> The records
* START *
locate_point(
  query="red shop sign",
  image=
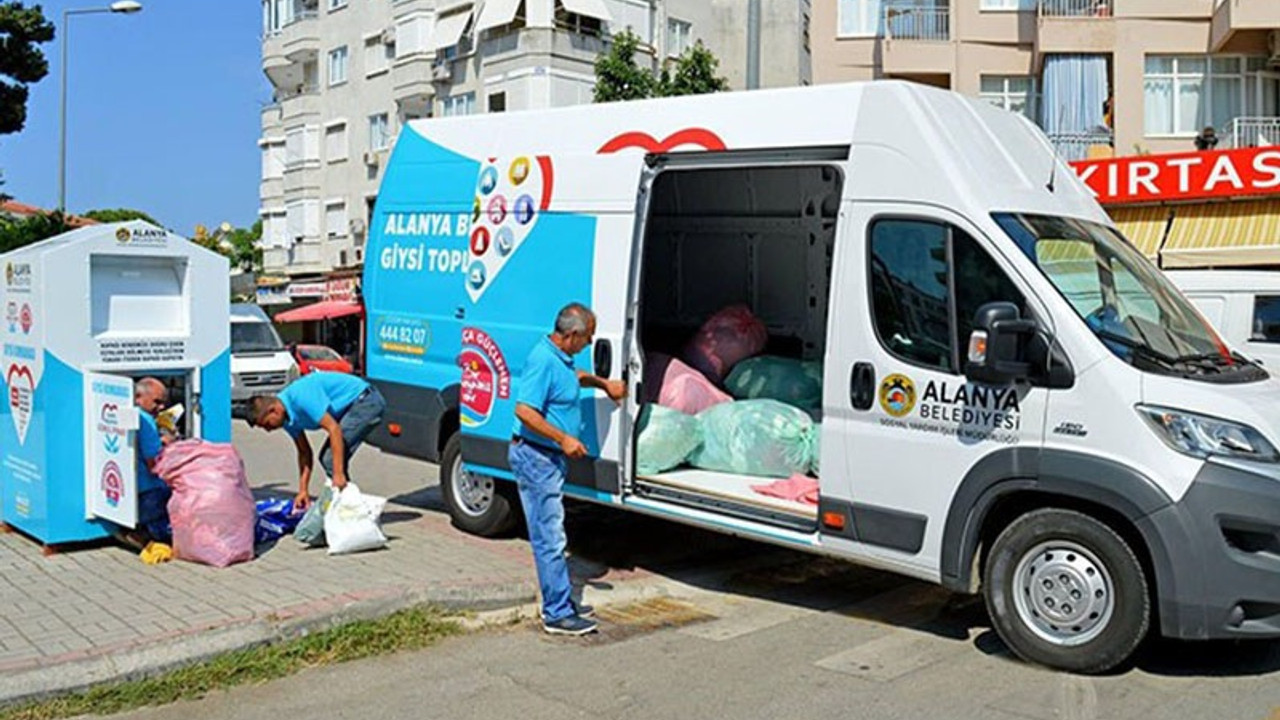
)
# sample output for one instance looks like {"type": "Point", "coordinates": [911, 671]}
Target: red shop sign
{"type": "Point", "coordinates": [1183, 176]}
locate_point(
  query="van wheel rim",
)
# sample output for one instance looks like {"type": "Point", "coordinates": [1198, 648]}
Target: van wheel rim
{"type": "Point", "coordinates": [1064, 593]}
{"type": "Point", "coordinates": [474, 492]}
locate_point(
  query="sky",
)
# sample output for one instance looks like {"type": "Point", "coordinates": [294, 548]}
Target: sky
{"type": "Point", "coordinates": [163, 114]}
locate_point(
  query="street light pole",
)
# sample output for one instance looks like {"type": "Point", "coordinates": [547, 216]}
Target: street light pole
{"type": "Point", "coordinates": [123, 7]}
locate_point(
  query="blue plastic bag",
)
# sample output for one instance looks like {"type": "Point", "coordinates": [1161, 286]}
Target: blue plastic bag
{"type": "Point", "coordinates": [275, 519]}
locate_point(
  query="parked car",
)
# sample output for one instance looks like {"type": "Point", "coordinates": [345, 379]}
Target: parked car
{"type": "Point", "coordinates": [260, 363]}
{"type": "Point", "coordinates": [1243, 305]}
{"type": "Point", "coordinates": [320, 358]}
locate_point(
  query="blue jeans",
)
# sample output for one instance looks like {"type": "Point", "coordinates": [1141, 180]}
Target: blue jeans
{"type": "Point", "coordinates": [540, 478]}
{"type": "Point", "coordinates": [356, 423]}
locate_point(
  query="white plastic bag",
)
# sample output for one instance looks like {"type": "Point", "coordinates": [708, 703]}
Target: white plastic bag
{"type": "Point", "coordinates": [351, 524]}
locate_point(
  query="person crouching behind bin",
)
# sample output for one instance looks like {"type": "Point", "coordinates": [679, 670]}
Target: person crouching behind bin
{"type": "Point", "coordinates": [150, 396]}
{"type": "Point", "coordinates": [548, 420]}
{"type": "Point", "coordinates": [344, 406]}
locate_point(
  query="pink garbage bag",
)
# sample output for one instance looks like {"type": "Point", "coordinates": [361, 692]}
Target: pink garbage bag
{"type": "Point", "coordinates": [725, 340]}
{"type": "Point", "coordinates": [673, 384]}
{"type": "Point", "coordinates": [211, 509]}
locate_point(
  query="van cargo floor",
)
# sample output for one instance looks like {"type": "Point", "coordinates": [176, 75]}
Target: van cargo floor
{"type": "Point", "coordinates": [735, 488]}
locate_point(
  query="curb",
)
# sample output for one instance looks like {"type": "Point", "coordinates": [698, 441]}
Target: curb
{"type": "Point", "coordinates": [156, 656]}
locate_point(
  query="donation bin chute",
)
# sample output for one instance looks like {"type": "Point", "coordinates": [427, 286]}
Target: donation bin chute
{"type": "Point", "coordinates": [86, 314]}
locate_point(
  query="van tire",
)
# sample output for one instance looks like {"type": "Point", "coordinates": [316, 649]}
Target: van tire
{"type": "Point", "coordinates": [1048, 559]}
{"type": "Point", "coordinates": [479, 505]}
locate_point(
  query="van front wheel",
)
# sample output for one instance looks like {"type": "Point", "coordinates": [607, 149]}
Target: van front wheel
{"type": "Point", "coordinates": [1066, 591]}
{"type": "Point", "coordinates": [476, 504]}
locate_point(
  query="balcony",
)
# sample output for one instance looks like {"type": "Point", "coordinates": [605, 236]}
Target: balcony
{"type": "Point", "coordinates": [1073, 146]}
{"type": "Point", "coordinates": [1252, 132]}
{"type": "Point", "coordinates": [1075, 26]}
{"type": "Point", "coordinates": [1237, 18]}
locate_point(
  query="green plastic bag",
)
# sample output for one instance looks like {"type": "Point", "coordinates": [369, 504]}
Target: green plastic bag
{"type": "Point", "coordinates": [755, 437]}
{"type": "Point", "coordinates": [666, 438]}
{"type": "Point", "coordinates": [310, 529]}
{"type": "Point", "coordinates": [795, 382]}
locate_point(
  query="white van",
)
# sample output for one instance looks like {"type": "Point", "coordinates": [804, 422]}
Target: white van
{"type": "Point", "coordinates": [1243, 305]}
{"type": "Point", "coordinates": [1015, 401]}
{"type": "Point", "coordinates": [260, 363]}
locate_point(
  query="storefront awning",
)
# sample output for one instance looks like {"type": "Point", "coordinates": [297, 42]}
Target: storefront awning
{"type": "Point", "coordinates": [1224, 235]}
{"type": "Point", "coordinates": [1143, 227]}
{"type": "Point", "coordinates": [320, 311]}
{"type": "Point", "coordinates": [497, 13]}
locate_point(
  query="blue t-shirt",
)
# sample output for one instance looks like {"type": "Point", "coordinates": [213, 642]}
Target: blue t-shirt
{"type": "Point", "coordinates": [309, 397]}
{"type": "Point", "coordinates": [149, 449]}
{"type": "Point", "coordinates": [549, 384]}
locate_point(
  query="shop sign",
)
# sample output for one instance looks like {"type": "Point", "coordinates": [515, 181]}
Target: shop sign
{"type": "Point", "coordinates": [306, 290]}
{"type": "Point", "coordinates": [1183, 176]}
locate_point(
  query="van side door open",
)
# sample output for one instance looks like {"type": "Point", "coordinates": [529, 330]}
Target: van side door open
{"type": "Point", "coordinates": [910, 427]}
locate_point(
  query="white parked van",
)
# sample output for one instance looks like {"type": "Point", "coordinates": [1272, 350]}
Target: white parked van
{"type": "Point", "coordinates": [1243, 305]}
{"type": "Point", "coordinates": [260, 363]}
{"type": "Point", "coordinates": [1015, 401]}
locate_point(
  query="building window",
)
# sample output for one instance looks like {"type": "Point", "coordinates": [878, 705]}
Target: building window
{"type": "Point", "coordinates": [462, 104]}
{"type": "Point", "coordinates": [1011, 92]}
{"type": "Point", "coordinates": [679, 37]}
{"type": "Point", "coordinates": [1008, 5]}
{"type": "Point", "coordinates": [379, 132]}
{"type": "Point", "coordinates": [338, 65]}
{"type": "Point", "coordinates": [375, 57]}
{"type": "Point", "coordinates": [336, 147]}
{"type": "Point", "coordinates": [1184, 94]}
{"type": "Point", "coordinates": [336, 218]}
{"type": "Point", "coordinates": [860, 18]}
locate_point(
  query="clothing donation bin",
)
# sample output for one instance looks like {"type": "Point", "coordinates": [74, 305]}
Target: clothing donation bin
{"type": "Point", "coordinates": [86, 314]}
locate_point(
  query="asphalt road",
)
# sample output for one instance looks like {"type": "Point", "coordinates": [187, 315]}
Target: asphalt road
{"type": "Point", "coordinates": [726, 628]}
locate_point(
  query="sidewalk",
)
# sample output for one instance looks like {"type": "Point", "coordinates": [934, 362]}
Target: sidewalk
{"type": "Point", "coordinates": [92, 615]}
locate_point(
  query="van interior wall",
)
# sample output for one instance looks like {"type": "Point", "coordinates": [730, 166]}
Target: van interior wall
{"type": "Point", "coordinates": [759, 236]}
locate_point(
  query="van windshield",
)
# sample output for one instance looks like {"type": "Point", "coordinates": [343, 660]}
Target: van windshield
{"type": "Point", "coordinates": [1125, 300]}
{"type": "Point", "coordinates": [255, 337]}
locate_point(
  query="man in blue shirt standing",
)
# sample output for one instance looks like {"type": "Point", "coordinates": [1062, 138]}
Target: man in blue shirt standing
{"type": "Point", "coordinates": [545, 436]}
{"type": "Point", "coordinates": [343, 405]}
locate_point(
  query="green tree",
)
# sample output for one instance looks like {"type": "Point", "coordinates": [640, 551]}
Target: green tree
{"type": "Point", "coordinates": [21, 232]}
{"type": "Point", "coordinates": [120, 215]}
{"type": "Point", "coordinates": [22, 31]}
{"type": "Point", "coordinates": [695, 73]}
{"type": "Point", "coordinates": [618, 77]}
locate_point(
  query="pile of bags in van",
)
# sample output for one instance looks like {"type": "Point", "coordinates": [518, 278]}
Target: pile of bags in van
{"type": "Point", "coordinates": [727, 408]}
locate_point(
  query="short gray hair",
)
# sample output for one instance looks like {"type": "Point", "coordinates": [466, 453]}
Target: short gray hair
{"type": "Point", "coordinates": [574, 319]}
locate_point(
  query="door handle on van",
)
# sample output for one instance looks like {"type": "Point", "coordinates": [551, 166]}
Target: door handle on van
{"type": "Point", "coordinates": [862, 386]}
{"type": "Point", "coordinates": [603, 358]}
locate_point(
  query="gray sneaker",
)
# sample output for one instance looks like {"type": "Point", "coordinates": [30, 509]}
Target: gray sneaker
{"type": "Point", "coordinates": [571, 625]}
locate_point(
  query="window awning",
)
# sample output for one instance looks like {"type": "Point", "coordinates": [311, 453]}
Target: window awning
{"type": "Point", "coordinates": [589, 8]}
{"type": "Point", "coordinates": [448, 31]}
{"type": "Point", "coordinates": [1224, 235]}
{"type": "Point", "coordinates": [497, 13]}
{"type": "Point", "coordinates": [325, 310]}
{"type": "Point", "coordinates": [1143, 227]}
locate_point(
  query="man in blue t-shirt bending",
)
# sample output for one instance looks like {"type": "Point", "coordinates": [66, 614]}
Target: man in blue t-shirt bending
* END *
* START *
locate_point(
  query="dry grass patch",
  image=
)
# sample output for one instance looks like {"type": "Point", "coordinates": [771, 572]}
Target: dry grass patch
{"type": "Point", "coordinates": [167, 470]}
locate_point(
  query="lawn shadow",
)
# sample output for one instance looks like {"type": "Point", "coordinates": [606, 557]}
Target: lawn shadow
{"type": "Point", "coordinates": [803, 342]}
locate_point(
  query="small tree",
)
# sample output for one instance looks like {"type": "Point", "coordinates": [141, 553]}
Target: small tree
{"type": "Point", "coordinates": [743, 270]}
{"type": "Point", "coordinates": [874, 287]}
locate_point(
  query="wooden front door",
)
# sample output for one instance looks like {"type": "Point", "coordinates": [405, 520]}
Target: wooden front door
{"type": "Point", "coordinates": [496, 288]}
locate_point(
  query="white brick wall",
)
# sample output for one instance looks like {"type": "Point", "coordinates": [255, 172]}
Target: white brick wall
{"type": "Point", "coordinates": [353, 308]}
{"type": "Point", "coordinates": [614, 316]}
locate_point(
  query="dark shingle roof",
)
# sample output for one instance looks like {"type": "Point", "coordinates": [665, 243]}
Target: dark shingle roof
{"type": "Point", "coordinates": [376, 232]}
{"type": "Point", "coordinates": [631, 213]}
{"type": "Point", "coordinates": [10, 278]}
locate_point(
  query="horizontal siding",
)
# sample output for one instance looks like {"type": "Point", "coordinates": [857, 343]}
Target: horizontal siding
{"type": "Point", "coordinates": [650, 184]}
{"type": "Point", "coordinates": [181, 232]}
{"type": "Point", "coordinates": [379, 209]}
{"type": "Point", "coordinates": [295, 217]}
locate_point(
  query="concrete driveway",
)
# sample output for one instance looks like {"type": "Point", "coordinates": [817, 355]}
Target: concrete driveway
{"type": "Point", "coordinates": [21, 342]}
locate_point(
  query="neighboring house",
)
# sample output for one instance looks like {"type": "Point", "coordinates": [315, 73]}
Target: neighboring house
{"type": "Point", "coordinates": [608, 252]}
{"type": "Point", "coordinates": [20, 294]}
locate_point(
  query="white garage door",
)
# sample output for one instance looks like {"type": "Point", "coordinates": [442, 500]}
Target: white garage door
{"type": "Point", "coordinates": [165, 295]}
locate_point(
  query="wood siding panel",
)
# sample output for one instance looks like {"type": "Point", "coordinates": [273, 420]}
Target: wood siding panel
* END *
* START *
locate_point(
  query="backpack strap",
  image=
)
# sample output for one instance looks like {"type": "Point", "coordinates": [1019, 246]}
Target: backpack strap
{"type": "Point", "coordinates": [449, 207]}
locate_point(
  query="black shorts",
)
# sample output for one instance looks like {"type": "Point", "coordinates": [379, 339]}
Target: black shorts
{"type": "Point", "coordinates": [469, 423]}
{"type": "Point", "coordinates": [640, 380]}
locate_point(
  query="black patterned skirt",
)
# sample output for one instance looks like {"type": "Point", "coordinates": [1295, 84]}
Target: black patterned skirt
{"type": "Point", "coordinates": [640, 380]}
* END *
Collect every line in the rows above that contains the word "concrete" and list those lines.

> Response to the exercise
  query="concrete driveway",
Target: concrete driveway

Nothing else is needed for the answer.